* **Written task**:
Identify every line in the entries below that contains the word "striped", and copy each of those lines in full.

Dataset rows on where objects appear
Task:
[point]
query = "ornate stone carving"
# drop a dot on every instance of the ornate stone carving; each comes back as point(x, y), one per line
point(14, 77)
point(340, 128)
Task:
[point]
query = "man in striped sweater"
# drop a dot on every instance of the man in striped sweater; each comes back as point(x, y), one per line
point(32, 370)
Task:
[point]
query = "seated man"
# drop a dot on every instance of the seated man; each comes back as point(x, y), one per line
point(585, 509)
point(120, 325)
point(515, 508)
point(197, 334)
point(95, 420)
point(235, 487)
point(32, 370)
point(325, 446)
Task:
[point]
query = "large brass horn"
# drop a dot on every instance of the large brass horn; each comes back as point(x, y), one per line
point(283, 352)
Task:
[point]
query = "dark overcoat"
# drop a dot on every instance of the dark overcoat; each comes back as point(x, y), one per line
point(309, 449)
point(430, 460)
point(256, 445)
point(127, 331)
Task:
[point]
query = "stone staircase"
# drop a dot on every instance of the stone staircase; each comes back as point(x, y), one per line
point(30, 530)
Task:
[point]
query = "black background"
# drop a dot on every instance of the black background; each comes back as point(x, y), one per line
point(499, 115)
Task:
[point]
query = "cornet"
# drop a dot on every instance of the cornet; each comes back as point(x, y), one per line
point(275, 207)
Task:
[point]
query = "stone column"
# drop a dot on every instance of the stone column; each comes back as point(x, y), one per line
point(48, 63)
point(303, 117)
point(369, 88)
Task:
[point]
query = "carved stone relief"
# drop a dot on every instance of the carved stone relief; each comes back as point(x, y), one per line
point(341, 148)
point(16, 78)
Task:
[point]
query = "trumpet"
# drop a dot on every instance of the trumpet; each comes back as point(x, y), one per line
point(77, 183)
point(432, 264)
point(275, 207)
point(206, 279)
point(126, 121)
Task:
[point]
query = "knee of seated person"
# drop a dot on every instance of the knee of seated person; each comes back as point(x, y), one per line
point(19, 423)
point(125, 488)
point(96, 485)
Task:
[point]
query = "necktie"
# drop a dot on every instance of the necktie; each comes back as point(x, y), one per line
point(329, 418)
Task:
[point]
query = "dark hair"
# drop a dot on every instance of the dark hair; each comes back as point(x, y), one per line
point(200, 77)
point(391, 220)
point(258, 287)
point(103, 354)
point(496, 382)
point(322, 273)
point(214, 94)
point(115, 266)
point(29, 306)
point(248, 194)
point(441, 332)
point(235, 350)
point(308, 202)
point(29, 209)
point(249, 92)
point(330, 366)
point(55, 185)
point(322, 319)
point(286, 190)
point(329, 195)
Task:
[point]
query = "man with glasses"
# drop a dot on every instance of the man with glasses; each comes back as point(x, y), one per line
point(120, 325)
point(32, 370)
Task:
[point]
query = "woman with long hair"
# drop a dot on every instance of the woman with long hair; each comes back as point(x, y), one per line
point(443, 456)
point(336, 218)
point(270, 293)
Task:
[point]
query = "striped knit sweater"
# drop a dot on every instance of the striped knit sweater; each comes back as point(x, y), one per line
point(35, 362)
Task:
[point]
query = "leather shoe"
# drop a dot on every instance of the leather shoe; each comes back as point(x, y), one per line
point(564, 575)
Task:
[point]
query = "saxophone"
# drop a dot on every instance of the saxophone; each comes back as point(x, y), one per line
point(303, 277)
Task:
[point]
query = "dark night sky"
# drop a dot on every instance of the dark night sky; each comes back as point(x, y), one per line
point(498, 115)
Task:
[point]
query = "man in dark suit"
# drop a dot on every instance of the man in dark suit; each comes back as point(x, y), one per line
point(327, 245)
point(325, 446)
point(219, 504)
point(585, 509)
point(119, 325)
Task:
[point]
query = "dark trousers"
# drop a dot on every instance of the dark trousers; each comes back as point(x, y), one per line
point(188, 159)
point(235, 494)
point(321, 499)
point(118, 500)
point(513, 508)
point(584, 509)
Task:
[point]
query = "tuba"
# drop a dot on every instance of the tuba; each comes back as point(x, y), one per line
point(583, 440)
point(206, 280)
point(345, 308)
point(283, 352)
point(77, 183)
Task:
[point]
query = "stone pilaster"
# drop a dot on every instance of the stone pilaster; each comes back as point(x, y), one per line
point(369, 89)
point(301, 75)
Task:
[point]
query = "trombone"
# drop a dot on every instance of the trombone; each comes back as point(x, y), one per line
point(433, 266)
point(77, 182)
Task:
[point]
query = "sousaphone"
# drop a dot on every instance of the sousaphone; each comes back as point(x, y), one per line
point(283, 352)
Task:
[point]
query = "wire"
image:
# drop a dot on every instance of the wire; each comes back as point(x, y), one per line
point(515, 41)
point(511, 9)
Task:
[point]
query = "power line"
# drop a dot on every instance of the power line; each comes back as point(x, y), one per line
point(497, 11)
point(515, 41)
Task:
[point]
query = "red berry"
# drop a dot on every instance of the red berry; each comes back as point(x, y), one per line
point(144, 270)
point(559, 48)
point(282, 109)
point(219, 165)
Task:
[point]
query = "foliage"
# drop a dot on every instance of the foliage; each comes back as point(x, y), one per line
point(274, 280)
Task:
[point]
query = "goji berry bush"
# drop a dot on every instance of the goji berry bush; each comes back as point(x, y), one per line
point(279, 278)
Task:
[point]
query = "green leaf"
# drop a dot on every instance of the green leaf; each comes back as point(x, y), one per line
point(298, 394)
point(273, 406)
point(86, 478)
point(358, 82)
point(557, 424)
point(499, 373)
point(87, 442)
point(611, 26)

...

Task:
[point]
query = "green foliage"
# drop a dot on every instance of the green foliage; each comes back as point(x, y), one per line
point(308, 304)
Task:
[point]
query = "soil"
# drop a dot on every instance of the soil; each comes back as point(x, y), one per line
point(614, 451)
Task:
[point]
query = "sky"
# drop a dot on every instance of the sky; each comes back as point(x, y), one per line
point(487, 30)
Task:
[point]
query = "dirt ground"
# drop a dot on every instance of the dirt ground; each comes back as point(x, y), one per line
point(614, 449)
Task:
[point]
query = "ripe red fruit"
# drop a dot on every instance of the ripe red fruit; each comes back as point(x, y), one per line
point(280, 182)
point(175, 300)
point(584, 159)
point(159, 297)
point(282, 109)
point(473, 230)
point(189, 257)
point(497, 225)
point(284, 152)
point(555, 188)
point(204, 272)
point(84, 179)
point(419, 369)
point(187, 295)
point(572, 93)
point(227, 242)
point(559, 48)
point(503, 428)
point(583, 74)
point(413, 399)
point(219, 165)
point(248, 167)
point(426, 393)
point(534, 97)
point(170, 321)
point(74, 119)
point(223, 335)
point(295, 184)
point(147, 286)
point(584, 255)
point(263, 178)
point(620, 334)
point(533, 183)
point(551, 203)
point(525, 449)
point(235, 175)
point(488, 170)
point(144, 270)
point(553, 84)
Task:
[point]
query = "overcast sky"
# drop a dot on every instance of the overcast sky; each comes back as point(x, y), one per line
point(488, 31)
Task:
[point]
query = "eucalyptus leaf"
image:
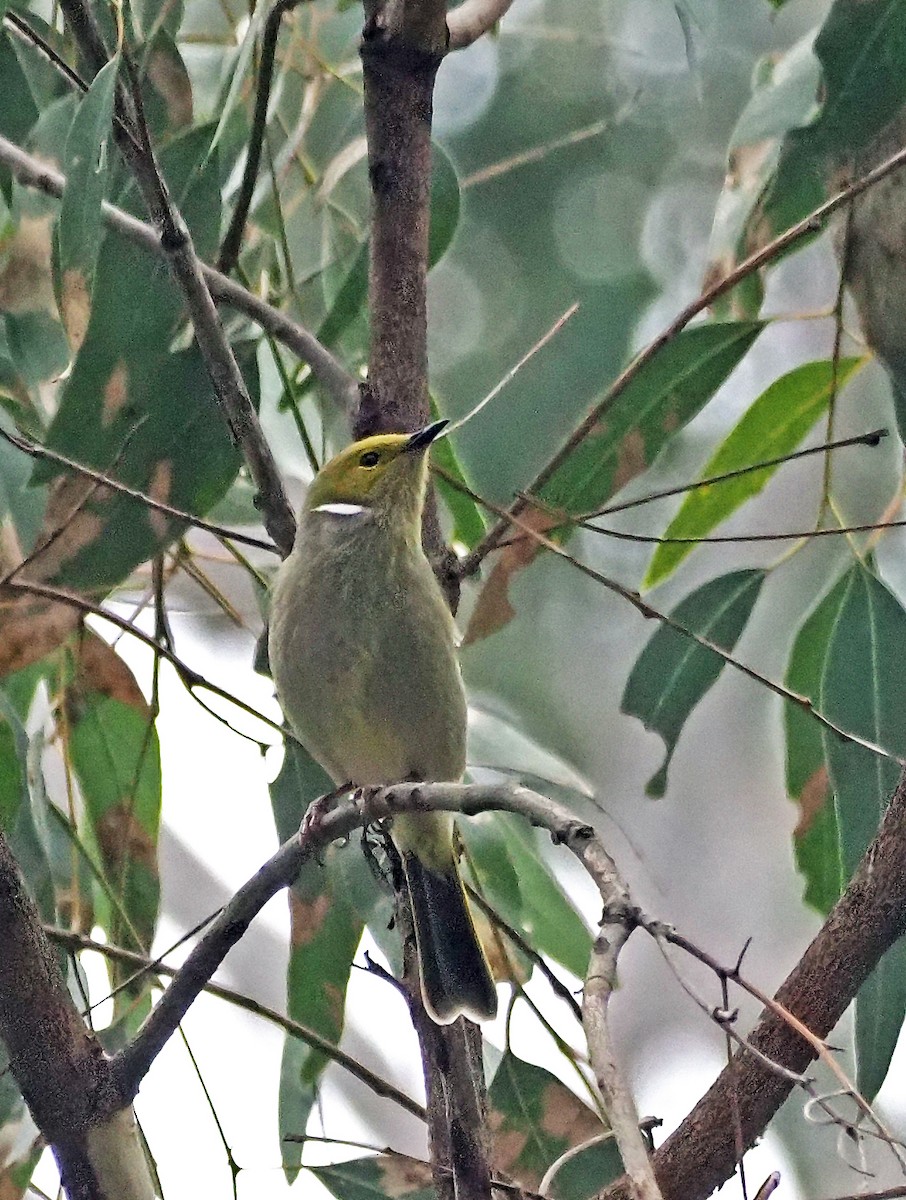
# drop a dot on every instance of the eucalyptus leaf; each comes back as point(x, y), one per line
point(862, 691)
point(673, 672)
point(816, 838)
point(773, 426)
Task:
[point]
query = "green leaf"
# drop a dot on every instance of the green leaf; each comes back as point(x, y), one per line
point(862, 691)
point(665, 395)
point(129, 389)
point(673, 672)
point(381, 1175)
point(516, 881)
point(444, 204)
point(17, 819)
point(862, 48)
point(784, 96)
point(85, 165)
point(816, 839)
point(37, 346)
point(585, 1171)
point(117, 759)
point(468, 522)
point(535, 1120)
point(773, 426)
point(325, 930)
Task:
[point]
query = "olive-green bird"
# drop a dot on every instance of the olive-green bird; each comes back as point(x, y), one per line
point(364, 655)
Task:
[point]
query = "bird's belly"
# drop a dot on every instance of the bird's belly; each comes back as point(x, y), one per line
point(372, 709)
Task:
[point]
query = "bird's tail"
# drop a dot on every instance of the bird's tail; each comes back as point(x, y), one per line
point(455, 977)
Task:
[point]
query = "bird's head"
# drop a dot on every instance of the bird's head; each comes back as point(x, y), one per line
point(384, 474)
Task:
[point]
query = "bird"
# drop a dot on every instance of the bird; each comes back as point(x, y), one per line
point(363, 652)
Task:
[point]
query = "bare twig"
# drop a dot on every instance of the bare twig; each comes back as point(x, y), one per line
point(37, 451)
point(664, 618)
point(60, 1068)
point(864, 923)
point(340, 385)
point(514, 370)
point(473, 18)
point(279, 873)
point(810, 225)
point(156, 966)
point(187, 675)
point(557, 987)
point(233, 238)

* **Result of the task**:
query = "man in striped sweater"
# drop a dot on every instance of the man in striped sweater; each comes back as point(x, y), one per line
query = "striped knit sweater"
# drop a dot on every instance of the striped knit sweater; each comes back as point(x, y), one per line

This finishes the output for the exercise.